_Selected extract_:
** Begin **
By BBC News Online's community affairs reporter, Cindi John
A parent at the school attended by the 10-year-old boy fatally stabbed in south London is organising a petition complaining about the level of bullying there.
The head teacher, Mark Parsons, has said he is proud of his school's anti-bullying policy and is satisfied the death was not connected with the school. But parent Marion Flynn says the bullying is "out of control". She has four children at the school and said she had been to see the head several times about the problem. She was outside the school collecting signatures for a petition calling on Mr Parsons to do more to tackle bullying. 'One death is too many' Her petition says: "We the parents think the headmaster of Oliver Goldsmith's should do more about bullying in the school and in the playground. "We now think he should take measures to stop verbal and physical bullying as one child's death is one too many." Ms Flynn told BBC News Online: "I know there is bullying in this school because my kids have been bullied and the headmaster does not do enough about bullying. "There is a bully problem in the school and it's out of control." Her son had played football with Damilola, she said. She had met him a few times and said he was "a nice kid". She knew he was being bullied. "My son told me kids were calling him names like 'gay boy' and saying things about his mother," she said. Unaccompanied youngsters She is worried that other mothers are still allowing their children to go to and from school unaccompanied. "I'm one of the mums that brings my kids to school and take them home but other mums don't. "If it was a 17-18 year old you get used to it, with the drugs and the fighting and the shooting, but a boy like that, to leave him to die like that, he must have been in so much pain." Damilola's mother, Gloria, said her concerns over name calling were not taken seriously by staff at Oliver Goldsmith's. His cousin, Jordan Fayemi, 29, said: "Damilola had complained about being bullied after school hours. "We do not know if he was stabbed by someone from the school or by someone outside the school who knew somebody in the school."
** End **
_Listing_:
** Begin **
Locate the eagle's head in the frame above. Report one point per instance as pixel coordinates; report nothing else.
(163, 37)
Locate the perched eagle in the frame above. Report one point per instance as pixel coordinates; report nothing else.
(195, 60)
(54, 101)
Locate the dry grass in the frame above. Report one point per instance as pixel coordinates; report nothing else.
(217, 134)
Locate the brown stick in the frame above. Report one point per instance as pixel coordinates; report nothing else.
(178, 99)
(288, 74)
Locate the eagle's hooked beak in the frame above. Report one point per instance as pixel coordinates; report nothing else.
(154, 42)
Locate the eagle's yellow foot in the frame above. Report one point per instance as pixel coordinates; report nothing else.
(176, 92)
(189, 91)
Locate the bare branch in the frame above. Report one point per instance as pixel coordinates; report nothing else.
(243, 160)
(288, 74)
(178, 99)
** End **
_What the exercise asks_: Copy out verbatim the passage of the bullying petition article starting with "By BBC News" and going on through "of bullying there.".

_Answer for this exercise_:
By BBC News Online's community affairs reporter, Cindi John
A parent at the school attended by the 10-year-old boy fatally stabbed in south London is organising a petition complaining about the level of bullying there.